>> start

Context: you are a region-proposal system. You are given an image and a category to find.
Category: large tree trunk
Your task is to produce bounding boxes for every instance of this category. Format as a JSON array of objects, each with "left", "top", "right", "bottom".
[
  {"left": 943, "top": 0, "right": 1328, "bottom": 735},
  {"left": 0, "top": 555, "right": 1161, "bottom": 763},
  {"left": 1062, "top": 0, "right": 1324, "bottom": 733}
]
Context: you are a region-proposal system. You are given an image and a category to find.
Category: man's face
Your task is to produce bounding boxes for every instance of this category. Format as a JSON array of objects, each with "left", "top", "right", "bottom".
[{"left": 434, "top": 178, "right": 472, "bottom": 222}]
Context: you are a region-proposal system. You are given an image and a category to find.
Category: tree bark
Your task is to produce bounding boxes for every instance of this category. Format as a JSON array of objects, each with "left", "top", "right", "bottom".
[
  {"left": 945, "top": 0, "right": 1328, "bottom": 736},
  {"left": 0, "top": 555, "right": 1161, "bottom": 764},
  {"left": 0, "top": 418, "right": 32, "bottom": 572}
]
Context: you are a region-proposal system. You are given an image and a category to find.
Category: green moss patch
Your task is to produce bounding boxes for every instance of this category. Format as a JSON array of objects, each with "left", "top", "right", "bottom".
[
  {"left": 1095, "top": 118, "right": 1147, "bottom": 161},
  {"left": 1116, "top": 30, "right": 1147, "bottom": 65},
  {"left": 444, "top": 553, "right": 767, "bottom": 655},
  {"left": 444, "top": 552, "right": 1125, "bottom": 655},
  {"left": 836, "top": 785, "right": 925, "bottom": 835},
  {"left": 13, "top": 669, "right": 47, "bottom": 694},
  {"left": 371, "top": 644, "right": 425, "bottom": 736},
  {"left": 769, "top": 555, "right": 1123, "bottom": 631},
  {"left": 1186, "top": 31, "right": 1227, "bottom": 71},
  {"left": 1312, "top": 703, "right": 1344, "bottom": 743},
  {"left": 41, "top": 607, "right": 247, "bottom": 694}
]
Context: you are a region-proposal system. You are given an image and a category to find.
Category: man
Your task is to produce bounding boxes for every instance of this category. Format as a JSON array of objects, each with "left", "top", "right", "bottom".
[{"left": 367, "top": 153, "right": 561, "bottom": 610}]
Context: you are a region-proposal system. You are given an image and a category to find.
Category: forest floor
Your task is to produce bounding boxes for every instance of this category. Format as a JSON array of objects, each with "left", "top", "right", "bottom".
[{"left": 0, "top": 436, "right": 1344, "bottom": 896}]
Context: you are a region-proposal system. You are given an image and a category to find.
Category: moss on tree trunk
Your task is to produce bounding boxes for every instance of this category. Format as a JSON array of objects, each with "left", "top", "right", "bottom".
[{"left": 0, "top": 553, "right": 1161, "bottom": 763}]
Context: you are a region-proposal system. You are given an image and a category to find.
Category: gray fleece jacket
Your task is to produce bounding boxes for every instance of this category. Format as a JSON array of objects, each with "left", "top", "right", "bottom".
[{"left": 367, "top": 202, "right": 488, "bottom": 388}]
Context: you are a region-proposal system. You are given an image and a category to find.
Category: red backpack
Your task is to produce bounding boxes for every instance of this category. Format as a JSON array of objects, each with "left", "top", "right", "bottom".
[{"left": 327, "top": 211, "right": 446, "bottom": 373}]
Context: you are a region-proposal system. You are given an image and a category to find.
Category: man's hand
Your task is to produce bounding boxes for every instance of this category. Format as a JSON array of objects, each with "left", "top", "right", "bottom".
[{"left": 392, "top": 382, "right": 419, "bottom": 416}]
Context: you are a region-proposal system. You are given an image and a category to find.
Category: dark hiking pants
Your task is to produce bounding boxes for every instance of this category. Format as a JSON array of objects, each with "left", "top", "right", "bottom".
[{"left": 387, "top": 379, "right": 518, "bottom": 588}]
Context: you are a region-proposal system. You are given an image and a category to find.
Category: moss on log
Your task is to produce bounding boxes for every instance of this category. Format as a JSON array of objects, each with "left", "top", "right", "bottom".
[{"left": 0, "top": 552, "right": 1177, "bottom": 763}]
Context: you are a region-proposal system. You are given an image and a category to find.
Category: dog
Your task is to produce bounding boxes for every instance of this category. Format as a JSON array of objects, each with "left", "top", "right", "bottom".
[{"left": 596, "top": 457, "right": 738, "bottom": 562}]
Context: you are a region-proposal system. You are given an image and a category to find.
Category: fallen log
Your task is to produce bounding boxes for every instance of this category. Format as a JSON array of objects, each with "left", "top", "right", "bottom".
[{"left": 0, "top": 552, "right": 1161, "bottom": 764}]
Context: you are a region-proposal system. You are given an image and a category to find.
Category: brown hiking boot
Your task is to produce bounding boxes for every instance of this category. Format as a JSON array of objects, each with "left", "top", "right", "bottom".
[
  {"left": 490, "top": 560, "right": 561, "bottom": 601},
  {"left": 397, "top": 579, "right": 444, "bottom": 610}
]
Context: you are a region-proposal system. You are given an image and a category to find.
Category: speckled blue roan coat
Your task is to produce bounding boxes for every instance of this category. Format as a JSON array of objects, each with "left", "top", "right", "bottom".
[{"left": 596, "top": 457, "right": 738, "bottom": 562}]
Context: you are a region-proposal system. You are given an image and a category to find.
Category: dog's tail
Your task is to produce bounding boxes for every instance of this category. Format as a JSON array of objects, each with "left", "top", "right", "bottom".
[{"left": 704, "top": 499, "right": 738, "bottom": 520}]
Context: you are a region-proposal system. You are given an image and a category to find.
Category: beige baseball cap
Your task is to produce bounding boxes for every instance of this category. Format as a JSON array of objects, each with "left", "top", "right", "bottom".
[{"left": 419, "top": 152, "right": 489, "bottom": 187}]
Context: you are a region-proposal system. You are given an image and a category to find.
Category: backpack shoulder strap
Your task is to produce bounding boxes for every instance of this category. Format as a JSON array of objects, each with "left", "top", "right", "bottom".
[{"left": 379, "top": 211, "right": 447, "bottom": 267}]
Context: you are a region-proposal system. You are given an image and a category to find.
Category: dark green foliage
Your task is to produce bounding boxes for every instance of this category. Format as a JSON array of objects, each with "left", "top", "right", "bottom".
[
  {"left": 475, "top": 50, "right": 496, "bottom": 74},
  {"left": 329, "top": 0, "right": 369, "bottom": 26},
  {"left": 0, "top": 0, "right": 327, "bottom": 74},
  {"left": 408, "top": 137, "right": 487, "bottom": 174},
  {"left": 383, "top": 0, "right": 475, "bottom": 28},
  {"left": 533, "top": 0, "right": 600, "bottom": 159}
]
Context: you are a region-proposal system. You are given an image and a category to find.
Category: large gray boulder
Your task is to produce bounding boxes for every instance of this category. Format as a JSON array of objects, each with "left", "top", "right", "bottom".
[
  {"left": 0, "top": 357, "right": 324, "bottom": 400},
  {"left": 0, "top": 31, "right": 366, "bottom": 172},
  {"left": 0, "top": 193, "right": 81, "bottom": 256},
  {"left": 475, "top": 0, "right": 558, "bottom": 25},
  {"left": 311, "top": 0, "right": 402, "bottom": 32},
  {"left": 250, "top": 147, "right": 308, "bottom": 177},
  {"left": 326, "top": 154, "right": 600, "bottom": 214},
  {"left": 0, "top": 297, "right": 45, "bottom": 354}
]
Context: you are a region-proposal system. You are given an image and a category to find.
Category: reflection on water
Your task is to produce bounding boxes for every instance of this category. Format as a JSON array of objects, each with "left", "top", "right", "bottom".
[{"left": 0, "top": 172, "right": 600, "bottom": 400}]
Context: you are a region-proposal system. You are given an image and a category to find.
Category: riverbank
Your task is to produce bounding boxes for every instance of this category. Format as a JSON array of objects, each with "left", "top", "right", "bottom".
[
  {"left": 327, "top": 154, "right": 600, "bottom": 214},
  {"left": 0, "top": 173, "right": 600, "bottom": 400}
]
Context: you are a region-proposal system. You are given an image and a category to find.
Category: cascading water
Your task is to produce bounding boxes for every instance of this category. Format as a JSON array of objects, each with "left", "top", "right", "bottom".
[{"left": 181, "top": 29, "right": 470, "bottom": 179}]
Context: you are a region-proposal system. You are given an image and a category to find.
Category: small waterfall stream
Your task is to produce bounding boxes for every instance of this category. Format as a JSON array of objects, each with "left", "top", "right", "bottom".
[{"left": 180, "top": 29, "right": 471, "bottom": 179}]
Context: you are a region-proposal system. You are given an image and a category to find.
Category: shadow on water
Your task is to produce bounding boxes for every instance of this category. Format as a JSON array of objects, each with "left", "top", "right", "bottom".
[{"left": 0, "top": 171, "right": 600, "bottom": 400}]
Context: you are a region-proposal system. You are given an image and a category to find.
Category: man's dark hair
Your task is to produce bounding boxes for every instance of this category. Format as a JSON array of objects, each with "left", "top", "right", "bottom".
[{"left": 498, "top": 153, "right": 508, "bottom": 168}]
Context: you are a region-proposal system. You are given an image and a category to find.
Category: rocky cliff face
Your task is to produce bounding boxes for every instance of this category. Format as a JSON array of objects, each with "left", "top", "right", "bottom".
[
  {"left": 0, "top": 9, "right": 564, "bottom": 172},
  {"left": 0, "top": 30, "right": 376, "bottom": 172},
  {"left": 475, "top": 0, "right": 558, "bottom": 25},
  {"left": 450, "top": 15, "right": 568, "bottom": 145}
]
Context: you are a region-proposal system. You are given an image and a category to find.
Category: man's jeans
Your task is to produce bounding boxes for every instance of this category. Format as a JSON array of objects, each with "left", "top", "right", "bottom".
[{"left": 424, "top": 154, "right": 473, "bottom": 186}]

>> end

SHORT EXERCISE: Which lines in the entries above contain the word "backpack"? Extract each of them whole, treating capital and lowercase letters as distinct.

FINAL ANSWER:
Category: red backpack
Category: backpack shoulder strap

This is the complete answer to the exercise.